These traumatic and dehumanizing experiences have often left, not just individuals and families, but entire communities in perpetual states of bereavement (communal bereavement), emotional dissonance, and psychological distress. According to the US DHHS, Office of Minority Health data (2016), adult Black Americans are 20 percent more likely to report serious psychological distress than adult whites. 
Traumatic events happen in every community; however, it is the frequency and high visibility of racial trauma inflicted upon ethnic minority communities that places their mental health at risk of trauma’s corrosive effects.  In some instances, as the adage goes, “what doesn’t kill you makes you stronger,” members of ethnic minority communities exhibit remarkable resiliency by turning their trauma into powerful movements, actions or organizations e.g.  the Black Lives Matter Movement or The Lighthouse in Raleigh which was founded by the family of the three beautiful young Muslims Deah Barakat (age 23), Yusor Mohammad Abu-Salha (age 21), and Razan Mohammad Abu-Salha (age 19) who were gunned down by a white male motivated by hate and Islamophobia in  Chapel Hill NC on February 10, 2015. 
As we continue the important discussions, policy creation, and program development related to behavioral health services, especially for ethnic minority communities, it is important to understand the consequences of being targets and victims of racial trauma.  We must consider not just PTSD (post-traumatic stress) but what Dr. Averette Mhoon Parker once labelled as DOTS (daily ongoing traumatic stressors).  As an African American woman who grew up in the south, my grandmother would always say “If it ain’t one thing it’s another.” In many ethnic minority communities, racial trauma is ubiquitous and permeates many aspects of our lived experiences.
The daily ongoing traumatic caused by pervasive and persistent racial traumas can have a weathering or corrosive effect on the mind and body. 
“Geronimus2proposed the “weathering” hypothesis, which posits that Blacks experience early health deterioration as a consequence of the cumulative impact of repeated experience with social or economic adversity and political marginalization. The stress inherent in living in a race-conscious society that stigmatizes and disadvantages Blacks may cause disproportionate physiological deterioration, such that a Black individual may show the morbidity and mortality typical of a White individual who is significantly older.”  Geronimus, Hicken, Keene and Bound (2006)
Let’s make a commitment to work together across communities and the artificial lines that divide us-- race/ethnicity, gender or sex identities, socioeconomic status—to create solutions to the drivers of racial trauma.  And in our quest, let us not be afraid to “call a thing a thing,” not to demonize any one group e.g. police but to validate and begin the recovery and healing process from the pain and suffering that many ethnic minority communities are experiencing as a result of racial trauma.  And, even though a common response to victims of racial trauma is to deny the harm or declare that –“it’s in your heads,” understand that very well may be true, but not in the fictitious made-up way that dismissive statement infers.

§ **RECORD EXTRACTS**
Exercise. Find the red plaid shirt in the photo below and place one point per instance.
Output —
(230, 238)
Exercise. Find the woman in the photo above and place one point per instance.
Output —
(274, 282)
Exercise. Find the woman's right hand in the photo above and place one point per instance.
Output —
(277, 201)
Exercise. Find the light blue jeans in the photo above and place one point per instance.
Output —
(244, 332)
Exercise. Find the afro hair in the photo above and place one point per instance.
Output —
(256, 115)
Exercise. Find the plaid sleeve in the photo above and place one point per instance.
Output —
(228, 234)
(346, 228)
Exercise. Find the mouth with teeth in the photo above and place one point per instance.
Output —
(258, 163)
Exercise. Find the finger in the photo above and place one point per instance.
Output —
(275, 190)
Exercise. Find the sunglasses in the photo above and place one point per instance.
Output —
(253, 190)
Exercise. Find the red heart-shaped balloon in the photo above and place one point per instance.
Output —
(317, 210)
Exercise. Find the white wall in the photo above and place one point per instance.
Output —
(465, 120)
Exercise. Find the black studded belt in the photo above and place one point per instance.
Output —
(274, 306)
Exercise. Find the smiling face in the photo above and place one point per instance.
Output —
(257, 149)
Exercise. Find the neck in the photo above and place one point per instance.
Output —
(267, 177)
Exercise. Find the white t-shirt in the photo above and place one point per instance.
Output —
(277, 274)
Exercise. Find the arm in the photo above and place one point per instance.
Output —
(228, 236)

* * *

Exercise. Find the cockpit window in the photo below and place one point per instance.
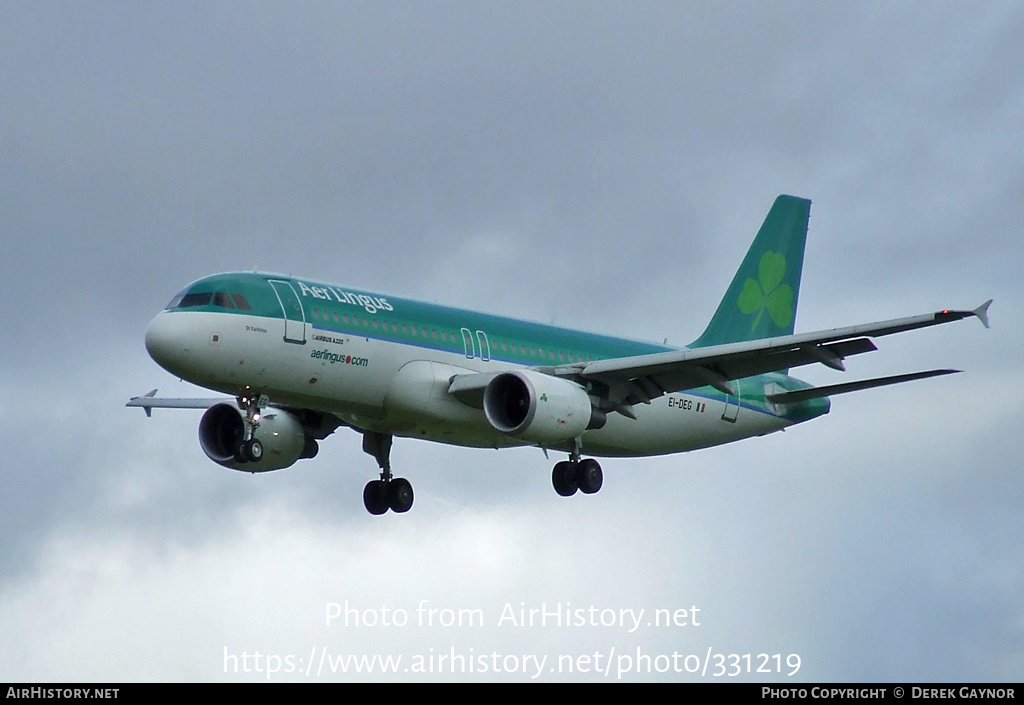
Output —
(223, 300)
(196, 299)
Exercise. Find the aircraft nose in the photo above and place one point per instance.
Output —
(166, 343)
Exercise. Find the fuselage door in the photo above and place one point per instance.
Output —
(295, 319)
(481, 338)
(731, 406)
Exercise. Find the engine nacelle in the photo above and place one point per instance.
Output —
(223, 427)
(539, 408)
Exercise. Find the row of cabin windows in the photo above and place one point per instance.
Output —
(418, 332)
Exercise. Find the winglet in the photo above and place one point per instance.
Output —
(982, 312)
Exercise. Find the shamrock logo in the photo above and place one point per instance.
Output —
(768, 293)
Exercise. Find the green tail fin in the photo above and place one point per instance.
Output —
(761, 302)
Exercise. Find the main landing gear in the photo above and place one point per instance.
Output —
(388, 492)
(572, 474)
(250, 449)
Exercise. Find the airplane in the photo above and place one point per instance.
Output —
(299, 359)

§ **TASK DIRECTIONS**
Update the racial trauma text by rewriting everything from "As we continue" down to "our lived experiences.", replacing "grandmother" with "grandfather". Rely only on the racial trauma text when working with these entries.

§ **SOLUTION FOR THIS TASK**
As we continue the important discussions, policy creation, and program development related to behavioral health services, especially for ethnic minority communities, it is important to understand the consequences of being targets and victims of racial trauma.  We must consider not just PTSD (post-traumatic stress) but what Dr. Averette Mhoon Parker once labelled as DOTS (daily ongoing traumatic stressors).  As an African American woman who grew up in the south, my grandfather would always say “If it ain’t one thing it’s another.” In many ethnic minority communities, racial trauma is ubiquitous and permeates many aspects of our lived experiences.